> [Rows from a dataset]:

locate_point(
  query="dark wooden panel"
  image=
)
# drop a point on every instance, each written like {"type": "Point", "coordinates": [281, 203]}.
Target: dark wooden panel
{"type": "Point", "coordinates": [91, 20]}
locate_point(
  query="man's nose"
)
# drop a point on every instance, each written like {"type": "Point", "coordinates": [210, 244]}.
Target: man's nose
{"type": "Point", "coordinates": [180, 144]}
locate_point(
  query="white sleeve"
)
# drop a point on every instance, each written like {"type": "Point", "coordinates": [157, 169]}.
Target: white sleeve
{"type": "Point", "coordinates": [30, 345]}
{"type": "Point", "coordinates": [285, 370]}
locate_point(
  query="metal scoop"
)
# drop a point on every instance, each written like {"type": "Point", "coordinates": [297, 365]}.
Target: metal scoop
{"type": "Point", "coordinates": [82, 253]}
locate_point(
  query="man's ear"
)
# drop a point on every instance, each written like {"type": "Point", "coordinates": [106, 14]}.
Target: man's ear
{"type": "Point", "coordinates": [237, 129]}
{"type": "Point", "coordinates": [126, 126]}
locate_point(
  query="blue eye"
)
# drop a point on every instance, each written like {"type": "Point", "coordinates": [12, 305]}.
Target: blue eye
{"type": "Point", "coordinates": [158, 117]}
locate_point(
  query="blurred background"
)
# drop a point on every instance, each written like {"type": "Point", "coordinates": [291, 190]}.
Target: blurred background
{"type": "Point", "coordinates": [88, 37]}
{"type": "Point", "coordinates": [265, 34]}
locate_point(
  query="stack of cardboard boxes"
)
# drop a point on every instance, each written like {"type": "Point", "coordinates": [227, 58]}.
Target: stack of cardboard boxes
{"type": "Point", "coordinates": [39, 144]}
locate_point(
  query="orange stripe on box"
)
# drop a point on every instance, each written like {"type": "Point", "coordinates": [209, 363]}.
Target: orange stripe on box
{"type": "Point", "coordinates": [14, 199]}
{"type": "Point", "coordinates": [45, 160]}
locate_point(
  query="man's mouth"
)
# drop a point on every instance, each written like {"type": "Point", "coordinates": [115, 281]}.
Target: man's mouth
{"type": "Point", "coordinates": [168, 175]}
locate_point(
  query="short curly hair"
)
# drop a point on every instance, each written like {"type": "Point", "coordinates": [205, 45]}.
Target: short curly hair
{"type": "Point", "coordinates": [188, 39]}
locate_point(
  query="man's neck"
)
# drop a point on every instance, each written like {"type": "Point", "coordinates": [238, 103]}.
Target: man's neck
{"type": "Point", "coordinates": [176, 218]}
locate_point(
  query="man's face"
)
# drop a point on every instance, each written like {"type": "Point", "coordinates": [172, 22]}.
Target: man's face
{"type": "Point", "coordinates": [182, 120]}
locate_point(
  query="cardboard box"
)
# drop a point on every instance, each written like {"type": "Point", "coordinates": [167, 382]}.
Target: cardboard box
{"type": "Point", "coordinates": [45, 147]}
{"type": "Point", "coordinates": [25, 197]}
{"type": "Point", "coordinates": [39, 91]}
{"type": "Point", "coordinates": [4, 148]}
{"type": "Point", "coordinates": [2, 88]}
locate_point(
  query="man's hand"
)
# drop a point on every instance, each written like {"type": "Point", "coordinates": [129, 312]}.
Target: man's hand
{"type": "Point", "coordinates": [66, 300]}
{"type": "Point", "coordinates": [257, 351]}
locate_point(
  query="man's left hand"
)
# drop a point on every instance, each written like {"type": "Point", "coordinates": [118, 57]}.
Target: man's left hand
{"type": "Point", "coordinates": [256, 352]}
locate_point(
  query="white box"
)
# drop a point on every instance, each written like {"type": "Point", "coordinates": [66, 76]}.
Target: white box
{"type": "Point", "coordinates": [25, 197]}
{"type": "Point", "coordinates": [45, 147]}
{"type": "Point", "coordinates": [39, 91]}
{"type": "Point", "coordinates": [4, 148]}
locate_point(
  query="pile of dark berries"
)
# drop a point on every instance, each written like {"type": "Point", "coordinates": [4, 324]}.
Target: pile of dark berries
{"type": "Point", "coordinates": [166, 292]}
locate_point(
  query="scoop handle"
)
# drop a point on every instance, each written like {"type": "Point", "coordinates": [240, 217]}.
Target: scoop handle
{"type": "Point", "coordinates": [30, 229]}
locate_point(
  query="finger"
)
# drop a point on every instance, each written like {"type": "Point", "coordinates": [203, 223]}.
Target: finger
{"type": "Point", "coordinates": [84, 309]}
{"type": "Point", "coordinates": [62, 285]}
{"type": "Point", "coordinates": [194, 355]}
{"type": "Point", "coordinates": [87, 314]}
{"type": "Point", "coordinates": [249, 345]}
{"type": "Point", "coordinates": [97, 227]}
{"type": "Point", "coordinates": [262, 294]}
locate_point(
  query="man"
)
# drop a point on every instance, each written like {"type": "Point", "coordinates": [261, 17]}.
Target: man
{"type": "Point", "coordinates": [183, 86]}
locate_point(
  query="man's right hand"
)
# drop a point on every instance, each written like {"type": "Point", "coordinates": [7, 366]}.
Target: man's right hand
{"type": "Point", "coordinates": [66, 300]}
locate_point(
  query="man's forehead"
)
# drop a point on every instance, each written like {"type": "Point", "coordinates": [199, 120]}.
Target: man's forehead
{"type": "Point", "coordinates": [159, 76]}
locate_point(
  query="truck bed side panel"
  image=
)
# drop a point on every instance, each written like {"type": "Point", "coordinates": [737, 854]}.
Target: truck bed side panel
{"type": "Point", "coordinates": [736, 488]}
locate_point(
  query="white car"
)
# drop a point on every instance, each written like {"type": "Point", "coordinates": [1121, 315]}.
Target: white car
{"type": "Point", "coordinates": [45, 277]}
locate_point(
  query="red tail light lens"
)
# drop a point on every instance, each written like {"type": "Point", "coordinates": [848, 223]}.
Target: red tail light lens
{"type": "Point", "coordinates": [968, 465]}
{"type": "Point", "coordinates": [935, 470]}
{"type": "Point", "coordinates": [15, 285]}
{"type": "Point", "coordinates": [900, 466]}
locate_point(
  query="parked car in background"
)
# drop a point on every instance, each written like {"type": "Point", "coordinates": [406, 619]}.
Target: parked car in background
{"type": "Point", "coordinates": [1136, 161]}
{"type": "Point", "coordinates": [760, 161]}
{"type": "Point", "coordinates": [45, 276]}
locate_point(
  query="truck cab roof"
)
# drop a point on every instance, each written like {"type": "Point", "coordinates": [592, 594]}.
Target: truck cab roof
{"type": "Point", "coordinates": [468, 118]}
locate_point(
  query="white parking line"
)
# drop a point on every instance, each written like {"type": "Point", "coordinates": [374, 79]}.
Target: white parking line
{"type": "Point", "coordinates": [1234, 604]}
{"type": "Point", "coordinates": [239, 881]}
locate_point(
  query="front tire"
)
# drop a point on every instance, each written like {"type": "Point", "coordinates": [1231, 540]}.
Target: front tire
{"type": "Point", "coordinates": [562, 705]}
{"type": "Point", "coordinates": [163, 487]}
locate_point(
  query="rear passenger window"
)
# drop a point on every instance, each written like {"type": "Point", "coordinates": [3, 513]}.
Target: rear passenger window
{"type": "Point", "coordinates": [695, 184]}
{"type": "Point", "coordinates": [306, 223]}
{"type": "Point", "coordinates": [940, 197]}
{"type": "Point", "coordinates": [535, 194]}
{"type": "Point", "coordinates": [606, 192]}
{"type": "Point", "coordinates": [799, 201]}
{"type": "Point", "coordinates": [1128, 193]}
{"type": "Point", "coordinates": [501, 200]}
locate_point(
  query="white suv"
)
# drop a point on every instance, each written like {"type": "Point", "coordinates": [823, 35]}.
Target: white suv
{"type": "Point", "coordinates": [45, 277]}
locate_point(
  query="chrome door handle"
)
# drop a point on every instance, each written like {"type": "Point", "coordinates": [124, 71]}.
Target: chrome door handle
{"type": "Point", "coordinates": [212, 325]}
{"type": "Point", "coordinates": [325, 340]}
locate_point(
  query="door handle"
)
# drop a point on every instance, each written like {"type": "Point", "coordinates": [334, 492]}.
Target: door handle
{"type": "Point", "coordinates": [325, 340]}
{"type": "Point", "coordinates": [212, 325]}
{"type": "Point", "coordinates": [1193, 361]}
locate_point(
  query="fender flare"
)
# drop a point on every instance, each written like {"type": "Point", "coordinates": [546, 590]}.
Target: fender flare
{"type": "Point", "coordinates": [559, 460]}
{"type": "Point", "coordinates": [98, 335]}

> [Task statement]: Find every line in the records above that contains the word "roof", and copy each of those lines.

> [Response to the exercise]:
  query="truck cab roof"
Target: truck cab roof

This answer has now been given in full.